* Task list:
1. Reproduce word for word the section of the Ruby lexical analysis passage that starts at "Here are the" and runs through "10 different types)".
2. Pick up the passage on the lexical complexity of Ruby code right after its last line and keep writing.

* Given passage:
——
How rich a subset of Ruby are you using? To which extent are you exploring the language space? I've been performing some lexical analysis on Ruby software to provide a first-order answer to those questions.

I'm only considering the lexical richness of a program for the time being. Using concepts from information theory (briefly explained below), we can obtain the "lexical complexity" of the source code.

Some results

The simplest files in stdlib

Here are the three (not totally trivial) lexically simplest files in the stdlib and their "lexical complexities":

  • irb/version.rb: 0.216 bits (17 tokens of 9 different types)
  • shell/version.rb: 0.126 bits (17 tokens of 9 different types)
  • irb/lc/error.rb: 0.305 bits (93 tokens of 10 different types)

Both irb/version.rb and shell/version.rb look like

module SomeModule
  @RELEASE_VERSION = "version"
  @LAST_UPDATE_DATE = "release date"
——
* Data shown:

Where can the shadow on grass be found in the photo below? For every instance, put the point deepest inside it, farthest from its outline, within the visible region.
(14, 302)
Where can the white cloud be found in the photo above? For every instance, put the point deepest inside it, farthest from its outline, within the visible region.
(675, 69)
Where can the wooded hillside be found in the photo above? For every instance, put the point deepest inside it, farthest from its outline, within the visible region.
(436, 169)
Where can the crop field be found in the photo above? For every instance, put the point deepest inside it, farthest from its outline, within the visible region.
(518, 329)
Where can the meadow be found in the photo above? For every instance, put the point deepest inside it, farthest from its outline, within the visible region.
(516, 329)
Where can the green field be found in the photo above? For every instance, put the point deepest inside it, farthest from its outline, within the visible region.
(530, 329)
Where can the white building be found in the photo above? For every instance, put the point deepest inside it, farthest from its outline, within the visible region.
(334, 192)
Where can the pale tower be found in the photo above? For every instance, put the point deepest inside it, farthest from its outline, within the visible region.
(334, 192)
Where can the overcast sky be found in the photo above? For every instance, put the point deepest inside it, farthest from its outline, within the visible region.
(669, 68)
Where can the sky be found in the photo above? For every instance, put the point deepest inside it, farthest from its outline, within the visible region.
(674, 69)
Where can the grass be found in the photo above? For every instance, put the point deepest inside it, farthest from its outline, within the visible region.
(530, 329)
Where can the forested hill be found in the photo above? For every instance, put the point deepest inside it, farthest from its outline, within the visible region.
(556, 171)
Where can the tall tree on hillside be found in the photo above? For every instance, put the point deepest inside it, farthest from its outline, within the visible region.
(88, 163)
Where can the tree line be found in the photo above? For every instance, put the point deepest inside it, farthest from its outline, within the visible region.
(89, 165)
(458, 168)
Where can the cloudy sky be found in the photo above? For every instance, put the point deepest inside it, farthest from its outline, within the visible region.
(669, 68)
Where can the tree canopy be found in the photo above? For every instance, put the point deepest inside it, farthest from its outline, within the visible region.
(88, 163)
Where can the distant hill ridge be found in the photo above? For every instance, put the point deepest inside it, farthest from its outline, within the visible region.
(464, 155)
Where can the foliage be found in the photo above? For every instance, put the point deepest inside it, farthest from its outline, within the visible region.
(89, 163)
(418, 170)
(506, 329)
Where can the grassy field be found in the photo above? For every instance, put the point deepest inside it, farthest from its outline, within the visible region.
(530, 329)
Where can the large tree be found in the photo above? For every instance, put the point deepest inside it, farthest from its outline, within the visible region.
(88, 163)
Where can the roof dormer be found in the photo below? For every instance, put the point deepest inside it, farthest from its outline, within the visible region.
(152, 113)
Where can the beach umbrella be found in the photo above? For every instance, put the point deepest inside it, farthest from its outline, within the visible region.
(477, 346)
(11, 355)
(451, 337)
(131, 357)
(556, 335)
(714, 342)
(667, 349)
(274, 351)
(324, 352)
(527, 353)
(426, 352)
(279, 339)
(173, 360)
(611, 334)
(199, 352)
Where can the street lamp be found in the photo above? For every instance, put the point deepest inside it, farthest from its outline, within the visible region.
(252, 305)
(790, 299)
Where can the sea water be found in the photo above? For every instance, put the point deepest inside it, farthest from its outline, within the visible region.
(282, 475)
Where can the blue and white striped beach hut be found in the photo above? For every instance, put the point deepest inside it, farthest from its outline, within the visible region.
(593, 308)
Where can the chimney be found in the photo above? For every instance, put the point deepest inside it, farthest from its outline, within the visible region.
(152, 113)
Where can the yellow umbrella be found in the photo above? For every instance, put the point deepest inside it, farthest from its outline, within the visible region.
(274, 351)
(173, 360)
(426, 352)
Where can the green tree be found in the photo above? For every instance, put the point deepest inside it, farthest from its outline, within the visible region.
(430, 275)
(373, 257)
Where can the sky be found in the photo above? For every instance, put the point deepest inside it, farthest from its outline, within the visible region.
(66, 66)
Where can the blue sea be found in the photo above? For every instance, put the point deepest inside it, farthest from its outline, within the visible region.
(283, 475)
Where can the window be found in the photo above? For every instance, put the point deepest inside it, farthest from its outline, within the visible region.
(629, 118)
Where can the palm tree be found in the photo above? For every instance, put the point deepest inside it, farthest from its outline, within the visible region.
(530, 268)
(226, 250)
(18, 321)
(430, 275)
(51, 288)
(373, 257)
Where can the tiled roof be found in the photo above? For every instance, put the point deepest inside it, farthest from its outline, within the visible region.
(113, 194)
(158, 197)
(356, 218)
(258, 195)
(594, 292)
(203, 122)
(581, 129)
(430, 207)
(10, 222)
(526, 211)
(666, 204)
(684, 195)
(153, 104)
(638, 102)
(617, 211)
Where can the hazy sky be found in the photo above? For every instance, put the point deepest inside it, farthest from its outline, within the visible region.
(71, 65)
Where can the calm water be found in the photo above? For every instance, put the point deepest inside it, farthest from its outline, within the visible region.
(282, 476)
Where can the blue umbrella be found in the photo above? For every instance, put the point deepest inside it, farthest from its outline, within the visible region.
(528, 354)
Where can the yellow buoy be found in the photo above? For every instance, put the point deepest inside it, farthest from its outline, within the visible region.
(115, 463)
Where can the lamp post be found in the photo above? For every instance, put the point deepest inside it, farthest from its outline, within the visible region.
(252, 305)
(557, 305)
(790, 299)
——
* Answers provided:
1.
Here are the three (not totally trivial) lexically simplest files in the stdlib and their "lexical complexities":

  • irb/version.rb: 0.216 bits (17 tokens of 9 different types)
  • shell/version.rb: 0.126 bits (17 tokens of 9 different types)
  • irb/lc/error.rb: 0.305 bits (93 tokens of 10 different types)

2.
It's no wonder: they were both written by ISHITSUKA Keiju.

Other lexically simple files

  • English.rb: 0.616 bits (100 tokens of 4 different types)
  • tkclass.rb: 0.619 bits (150 tokens of 10 different types)
  • i686-linux/rbconfig.rb: 0.631 bits (1616 tokens of 41 different types)

English.rb is but a sequence of


tkclass.rb consists mostly of assignments like

 TopLevel = TkToplevel

and i686-linux/rbconfig.rb has got a lot of lines resembling

 CONFIG["ruby_install_name"] = "ruby"

The "lexical complexity" above represent the amount of information carried by a token (type) if we know the type of the token immediately preceding it. In all three cases, there are on average less than 2 choices. This can be expected in English.rb and tkclass.rb: after all, they only have 4 and 10 different tokens, respectively. The case of rbconfig.rb is more interesting: there are 41 distinct token types, but the lexical variability is very low; in other words, the code is very repetitive.

The most complex files in stdlib

  • tk/timer.rb: 2.411 bits (2656 tokens of 70 different types)
  • resolv.rb: 2.415 bits (8556 tokens of 85 different types)
  • optparse.rb: 2.505 bits (5903 tokens of 84 different types)

So the "lexically richest/most complex" file in the stdlib is optparse.rb. In general, bigger files tend to use more token types. But length detracts from the lexical variability at some point, as the code becomes a bit repetitive.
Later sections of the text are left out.